§ **阅读摘录**:
==============================

本文翻译自《Time Series Deep Learning: Forecasting Sunspots With Keras Stateful Lstm In R》

上文我们讲解了构建 LSTM 模型预测太阳黑子，本篇主要讲解如何在用 Keras 构建状态 LSTM 模型。

接上一篇：

5 用 Keras 构建状态 LSTM 模型

首先，我们将在回测策略的某个样本上用 Keras 开发一个状态 LSTM 模型。然后，我们将模型套用到所有样本，以测试和验证模型性能。

5.1 单个 LSTM 模型

对单个 LSTM 模型，我们选择并可视化最近一期的分割样本（Slice11），这一样本包含了最新的数据。

split    <- rolling_origin_resamples$splits[[11]]

split_id <- rolling_origin_resamples$id[[11]]

5.1.1 可视化该分割样本

我么可以用 plot_split() 函数可视化该分割，设定 expand_y_axis = FALSE 以便将横坐标缩放到样本本身的范围。

plot_split(

    split,

    expand_y_axis = FALSE,

    size = 0.5) +

    theme(legend.position = "bottom") +

    ggtitle(glue("Split: {split_id}"))

5.1.2 数据准备

首先，我们将训练和测试数据集合成一个数据集，并使用列 key 来标记它们来自哪个集合（training 或 testing）。请注意，tbl_time 对象需要在调用 bind_rows() 时重新指定索引，但是这个问题应该很快在 dplyr 包中得到纠正。

==============================

§ **提取信息**:
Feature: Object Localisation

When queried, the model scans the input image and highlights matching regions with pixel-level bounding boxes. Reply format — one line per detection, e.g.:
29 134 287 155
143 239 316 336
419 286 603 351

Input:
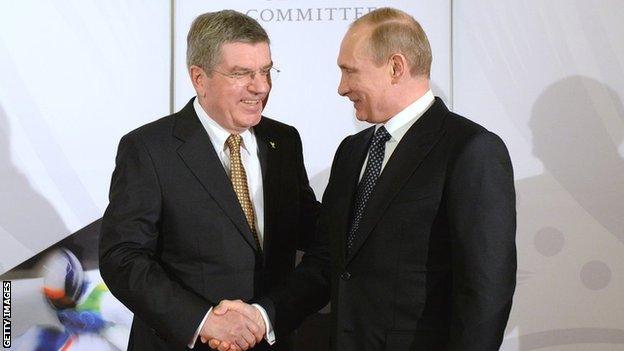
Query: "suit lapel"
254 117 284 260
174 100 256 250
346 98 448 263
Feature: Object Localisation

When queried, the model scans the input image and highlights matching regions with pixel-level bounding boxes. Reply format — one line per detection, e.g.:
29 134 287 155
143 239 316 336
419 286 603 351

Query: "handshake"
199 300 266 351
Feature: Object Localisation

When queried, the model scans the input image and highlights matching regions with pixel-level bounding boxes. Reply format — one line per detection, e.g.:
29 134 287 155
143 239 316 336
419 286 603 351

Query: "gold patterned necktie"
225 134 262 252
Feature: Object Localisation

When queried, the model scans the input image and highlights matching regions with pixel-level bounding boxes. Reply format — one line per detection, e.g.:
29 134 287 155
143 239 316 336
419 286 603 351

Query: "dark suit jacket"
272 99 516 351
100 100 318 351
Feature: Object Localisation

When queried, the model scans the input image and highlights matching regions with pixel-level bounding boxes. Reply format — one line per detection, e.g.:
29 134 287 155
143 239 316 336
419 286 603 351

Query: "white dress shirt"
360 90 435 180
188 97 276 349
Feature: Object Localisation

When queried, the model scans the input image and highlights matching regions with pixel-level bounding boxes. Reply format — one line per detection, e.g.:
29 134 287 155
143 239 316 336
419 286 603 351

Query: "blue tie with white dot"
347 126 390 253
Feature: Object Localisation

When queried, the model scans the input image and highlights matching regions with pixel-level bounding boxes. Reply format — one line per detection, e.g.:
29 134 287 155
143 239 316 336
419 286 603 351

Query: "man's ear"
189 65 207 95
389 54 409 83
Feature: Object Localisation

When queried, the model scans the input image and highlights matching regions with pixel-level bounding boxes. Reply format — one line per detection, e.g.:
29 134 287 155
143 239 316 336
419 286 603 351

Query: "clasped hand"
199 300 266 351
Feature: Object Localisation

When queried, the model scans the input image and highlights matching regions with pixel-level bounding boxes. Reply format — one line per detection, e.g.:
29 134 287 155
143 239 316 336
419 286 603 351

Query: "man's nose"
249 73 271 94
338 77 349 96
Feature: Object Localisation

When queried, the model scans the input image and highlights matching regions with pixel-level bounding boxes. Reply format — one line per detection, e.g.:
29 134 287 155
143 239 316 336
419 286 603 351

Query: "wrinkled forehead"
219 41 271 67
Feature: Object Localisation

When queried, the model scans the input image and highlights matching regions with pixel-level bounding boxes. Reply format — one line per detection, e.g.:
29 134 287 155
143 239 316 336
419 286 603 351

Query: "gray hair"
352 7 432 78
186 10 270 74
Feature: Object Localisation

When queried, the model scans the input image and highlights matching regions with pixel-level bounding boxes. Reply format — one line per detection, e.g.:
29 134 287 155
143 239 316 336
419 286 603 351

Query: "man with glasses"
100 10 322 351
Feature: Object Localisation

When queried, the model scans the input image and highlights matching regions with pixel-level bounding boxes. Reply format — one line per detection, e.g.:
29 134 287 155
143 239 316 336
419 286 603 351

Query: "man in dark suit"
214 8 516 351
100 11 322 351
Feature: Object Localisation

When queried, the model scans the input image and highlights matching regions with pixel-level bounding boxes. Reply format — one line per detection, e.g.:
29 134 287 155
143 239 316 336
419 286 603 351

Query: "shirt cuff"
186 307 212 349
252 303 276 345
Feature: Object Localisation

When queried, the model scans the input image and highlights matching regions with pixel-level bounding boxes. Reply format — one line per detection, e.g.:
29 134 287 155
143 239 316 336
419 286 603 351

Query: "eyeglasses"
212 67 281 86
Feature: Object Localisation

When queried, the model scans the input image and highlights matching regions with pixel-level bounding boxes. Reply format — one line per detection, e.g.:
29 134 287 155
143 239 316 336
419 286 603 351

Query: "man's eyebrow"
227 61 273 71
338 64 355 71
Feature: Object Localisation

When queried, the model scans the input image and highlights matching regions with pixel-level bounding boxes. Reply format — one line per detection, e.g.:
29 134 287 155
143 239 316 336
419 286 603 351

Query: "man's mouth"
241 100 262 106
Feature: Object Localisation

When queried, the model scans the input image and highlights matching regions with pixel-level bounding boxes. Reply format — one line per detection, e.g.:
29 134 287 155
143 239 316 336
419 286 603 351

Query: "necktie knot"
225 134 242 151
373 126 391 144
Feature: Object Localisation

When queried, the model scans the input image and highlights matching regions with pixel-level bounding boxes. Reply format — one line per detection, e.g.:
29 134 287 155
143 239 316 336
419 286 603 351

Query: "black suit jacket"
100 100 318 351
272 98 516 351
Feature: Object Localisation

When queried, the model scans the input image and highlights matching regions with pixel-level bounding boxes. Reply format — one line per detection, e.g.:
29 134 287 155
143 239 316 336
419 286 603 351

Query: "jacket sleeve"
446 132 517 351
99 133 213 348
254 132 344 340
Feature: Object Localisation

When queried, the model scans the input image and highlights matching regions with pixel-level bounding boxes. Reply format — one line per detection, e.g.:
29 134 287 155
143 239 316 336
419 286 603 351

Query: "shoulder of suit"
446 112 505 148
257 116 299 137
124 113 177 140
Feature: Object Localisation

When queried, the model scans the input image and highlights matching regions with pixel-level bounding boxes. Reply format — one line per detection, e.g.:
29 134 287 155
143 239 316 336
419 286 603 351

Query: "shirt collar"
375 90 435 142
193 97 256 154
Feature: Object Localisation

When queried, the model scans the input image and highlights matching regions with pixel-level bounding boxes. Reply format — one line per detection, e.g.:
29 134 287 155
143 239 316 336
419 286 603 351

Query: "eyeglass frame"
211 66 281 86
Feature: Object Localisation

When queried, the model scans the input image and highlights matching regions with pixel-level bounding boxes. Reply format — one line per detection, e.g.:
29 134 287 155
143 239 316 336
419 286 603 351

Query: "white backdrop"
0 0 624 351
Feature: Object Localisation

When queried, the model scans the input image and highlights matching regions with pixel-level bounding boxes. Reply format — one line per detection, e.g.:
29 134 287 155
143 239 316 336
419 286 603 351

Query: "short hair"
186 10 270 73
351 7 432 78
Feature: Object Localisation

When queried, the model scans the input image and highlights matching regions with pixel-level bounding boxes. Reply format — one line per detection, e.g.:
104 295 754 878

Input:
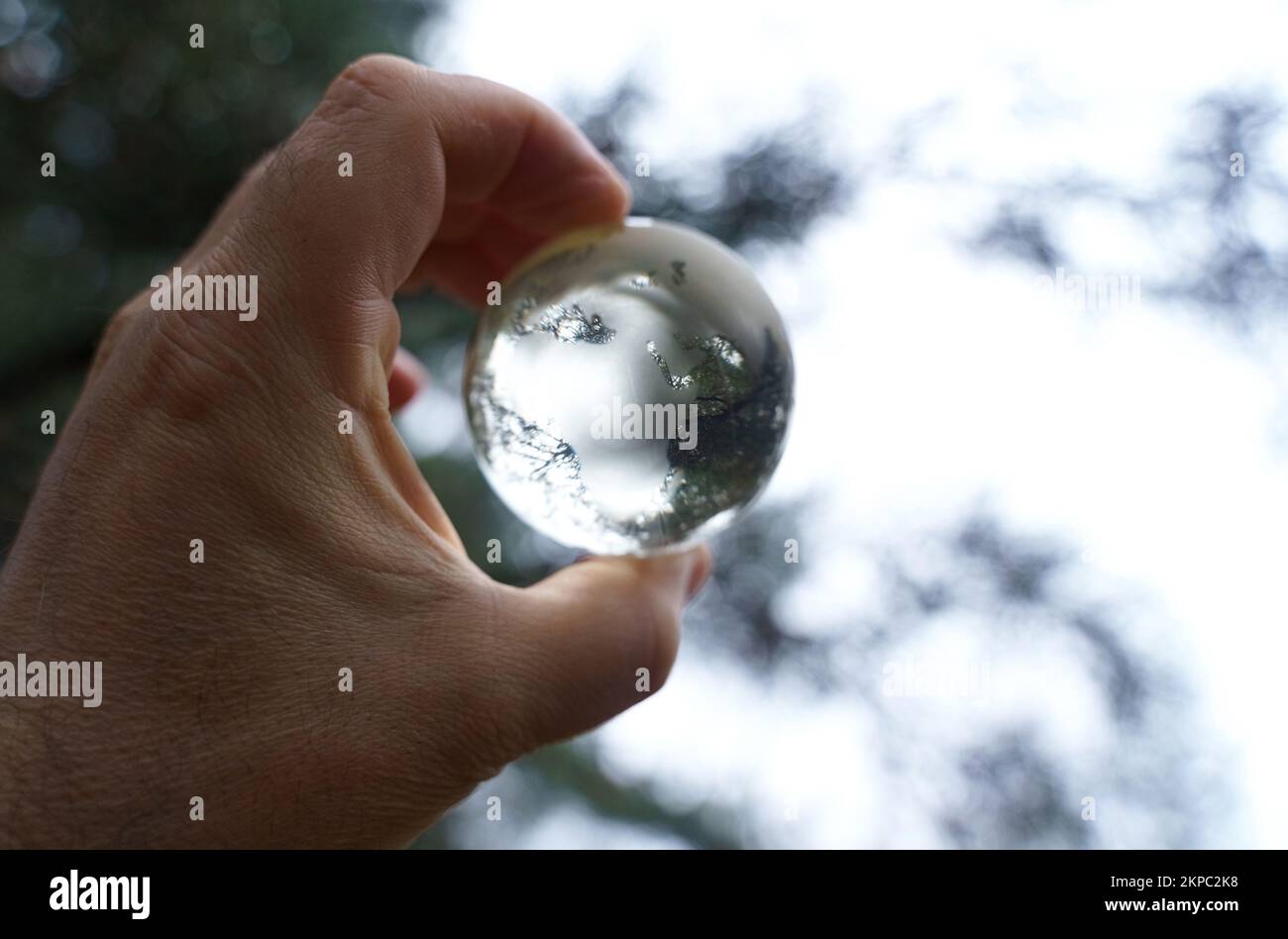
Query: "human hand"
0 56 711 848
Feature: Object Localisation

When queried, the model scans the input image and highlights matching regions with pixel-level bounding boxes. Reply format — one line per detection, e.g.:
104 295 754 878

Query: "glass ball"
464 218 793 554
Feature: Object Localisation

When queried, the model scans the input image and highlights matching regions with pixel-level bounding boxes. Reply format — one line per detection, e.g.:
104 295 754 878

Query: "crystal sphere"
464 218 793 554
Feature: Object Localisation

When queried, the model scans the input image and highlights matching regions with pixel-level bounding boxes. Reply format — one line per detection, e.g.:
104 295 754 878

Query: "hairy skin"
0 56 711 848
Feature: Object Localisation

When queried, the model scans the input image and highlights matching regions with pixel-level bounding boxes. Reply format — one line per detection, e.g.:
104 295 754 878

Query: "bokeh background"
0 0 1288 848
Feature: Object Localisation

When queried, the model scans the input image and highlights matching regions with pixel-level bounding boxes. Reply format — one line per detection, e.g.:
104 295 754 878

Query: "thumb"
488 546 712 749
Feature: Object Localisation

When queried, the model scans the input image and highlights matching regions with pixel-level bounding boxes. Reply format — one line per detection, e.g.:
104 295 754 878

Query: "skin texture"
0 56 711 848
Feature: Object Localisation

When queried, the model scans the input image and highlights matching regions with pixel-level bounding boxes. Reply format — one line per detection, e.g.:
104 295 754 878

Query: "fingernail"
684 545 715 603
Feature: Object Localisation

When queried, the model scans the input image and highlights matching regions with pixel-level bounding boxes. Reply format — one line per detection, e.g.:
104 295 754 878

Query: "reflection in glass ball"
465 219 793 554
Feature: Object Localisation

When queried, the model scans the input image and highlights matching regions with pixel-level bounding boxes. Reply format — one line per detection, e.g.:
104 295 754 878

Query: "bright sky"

==============================

§ **练习题目 1**:
根据摘录回答以下问题：
(a) 构建单个 LSTM 模型时选用了哪一个分割样本？
(b) 数据准备时用哪一列标记数据来自训练集还是测试集？
(c) tbl_time 对象在调用哪个函数时需要重新指定索引？
§ **练习题目 2**:
列出摘录中所有带编号的小节标题。
上述记录与摘录的内容没有关联。

§ **参考答案 1**:
(a) 最近一期的分割样本 Slice11。
(b) 列 key。
(c) bind_rows()。

§ **参考答案 2**:
5 用 Keras 构建状态 LSTM 模型
5.1 单个 LSTM 模型
5.1.1 可视化该分割样本
5.1.2 数据准备